**Description of the task**. For the entries below, the expected answer is the line with "box: [166, 202, 198, 292]", the line with "193L194 188L184 191L181", and every line between them, exactly as written, and nothing more.

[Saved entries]
========

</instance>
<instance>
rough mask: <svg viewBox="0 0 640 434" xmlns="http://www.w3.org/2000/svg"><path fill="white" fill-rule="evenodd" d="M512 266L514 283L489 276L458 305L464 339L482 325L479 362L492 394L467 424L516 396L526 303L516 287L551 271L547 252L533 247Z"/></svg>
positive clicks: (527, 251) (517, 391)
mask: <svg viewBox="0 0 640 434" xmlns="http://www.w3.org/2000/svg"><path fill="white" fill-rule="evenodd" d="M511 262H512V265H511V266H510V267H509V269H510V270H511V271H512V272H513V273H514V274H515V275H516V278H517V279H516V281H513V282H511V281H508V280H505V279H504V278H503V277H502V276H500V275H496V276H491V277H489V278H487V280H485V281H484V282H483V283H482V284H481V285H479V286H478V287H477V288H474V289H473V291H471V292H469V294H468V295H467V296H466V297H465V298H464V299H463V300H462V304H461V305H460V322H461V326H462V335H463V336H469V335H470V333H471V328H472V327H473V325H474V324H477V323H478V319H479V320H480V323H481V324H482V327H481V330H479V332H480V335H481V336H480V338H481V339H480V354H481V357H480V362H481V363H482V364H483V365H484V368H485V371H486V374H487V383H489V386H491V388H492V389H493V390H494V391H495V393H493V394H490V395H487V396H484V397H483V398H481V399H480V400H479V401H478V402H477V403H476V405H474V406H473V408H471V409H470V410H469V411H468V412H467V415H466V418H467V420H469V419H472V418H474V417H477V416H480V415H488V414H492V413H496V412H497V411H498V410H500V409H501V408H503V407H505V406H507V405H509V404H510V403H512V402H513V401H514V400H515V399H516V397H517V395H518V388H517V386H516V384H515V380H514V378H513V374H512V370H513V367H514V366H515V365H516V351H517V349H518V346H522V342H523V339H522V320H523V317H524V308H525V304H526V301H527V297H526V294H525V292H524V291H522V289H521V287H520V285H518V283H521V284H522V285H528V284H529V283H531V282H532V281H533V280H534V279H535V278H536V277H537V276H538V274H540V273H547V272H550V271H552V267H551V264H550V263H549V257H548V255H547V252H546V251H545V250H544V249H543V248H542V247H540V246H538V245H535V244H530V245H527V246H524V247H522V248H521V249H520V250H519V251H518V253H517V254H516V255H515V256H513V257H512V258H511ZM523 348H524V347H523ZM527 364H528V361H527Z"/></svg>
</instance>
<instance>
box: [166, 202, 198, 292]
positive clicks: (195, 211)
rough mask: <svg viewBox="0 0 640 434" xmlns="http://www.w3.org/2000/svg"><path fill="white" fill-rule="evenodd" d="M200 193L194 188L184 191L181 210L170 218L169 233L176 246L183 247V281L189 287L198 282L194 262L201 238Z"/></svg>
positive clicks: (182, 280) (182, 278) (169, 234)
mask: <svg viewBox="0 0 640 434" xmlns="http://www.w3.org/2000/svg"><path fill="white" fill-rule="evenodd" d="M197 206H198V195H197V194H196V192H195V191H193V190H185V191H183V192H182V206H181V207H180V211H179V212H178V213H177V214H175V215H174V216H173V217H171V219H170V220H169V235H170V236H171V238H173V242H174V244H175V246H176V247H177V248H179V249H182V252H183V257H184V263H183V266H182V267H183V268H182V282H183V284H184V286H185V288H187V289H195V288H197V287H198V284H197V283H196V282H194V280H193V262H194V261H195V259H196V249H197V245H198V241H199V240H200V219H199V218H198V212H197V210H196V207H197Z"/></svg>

========

**Final answer**.
box: [166, 202, 198, 292]
positive clicks: (195, 211)
rough mask: <svg viewBox="0 0 640 434" xmlns="http://www.w3.org/2000/svg"><path fill="white" fill-rule="evenodd" d="M200 193L194 188L184 191L181 210L170 218L169 233L176 246L183 247V281L189 287L198 282L194 262L201 238Z"/></svg>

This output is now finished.